Aqui realmente podemos sentir forças ancestrais, espirituais ou que seja... Não sou devoto a nenhuma religião, mas digo, uma energia forte circunda nessa região de mais de dois mil anos... Do lado do Ganga tive minha primeira experiência hindu, como também a pior: angustiante, delirante...

 

Sem querer, perdidos nas infindáveis vielas da antiga Benares, saí de frente ao Crematório, à noite as grandes labaredas de fogo tingiam o céu de laranja, a fumaça se confundia com a neblina extensa, foi quando passei por inúmeras pilhas de madeira, aquele cheiro forte me contagiou!

 

Os sons era que mais me fazia transcender àquele mundo obscuro... Um barulho cortante! Um imenso indiano só de cueca batendo com uma enorme bigorna num prego, para cortar a madeira, me remeteu rapidamente a crucificação de Cristo, não sei o porquê, mas o local me trazia sentimentos de sofrência e angustia, parecia carregado e a batida da bigorna cortante titilava no meu ouvido!

(Itens do conjunto de dados armazenados)
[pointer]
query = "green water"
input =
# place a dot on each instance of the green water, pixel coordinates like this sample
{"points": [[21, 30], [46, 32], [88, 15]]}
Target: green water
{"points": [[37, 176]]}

**Objetivos:**
• a. Reescreva o relato sobre Benares, tudo desde "Sem querer, perdidos" até "forte me contagiou!", substituindo "neblina" por "névoa".
• b. De acordo com o relato sobre Benares, as afirmações abaixo são verdadeiras? Responda sim ou não a cada uma e cite as palavras do relato que decidem.
(i) Quem narra se declara devoto de uma religião.
(ii) O homem que cortava a madeira batia com uma bigorna num prego.
(iii) À noite, as labaredas tingiam o céu de vermelho.
• c. Dê continuidade ao relato sobre Benares a partir do ponto em que ele termina.
Os registros não têm papel algum nesta parte.

**Respostas dos exercícios:**
• a.
Sem querer, perdidos nas infindáveis vielas da antiga Benares, saí de frente ao Crematório, à noite as grandes labaredas de fogo tingiam o céu de laranja, a fumaça se confundia com a névoa extensa, foi quando passei por inúmeras pilhas de madeira, aquele cheiro forte me contagiou!

• b.
(i) Não: "Não sou devoto a nenhuma religião".
(ii) Sim: "batendo com uma enorme bigorna num prego, para cortar a madeira".
(iii) Não: "as grandes labaredas de fogo tingiam o céu de laranja".

• c.
E por uma das vielas chegavam os corpos de entes mortos enrolados em tecidos dourados carregado por seus familiares, os homens entravam cantando ou gritando e sumiam no meio das fumaças nas piras, foi algo estonteante!

 

Desciam rapidamente as ghats que davam para o Ganga e quanto mais baixa a casta mais perto do rio o corpo ficava, pude ver um pé dentro de meia furada ser consumido pelas chamas, quanto menor a casta, menos lenha para queimar o corpo...

 

Segui pelas ghats em transe e mais a frente Sadhus encoberto de cinzas recitavam cânticos hindus, seguravam uma vela acesa, o cheiro de incenso dominava o local e a batidas dos tambores, me provocou uma frenesi, era algo cabalístico, invocador, aquela misturas de sinos, tambores ritmados, e, aquele barulho não causava paz na alma, só transtorno, como que libertasse uma energia ruim de dentro de nós... Por um lado era fascinante aquelas sensações, por outro aterrorizante, mas rapidamente saímos dali!

 

Das ghats barcos embarcavam lotados de hindus, de despejavam varias lótus iluminadas pelo rio... Que noite incrível...

 

Depois de tudo o que observei e senti em Varanasi naquela noite tão intensa, ficava difícil dormir... As meninas queriam partir o quanto antes da cidade, não gostaram da experiência espiritual do local, mas ficaríamos mais dois dias por lá, eu queria falar demasiadamente sobre as experiências, as garotas não queriam tocar no assunto, no hostel tinha internet, foi a primeira vez que postei algo no mesmo dia, empolgado com tudo o que sentia...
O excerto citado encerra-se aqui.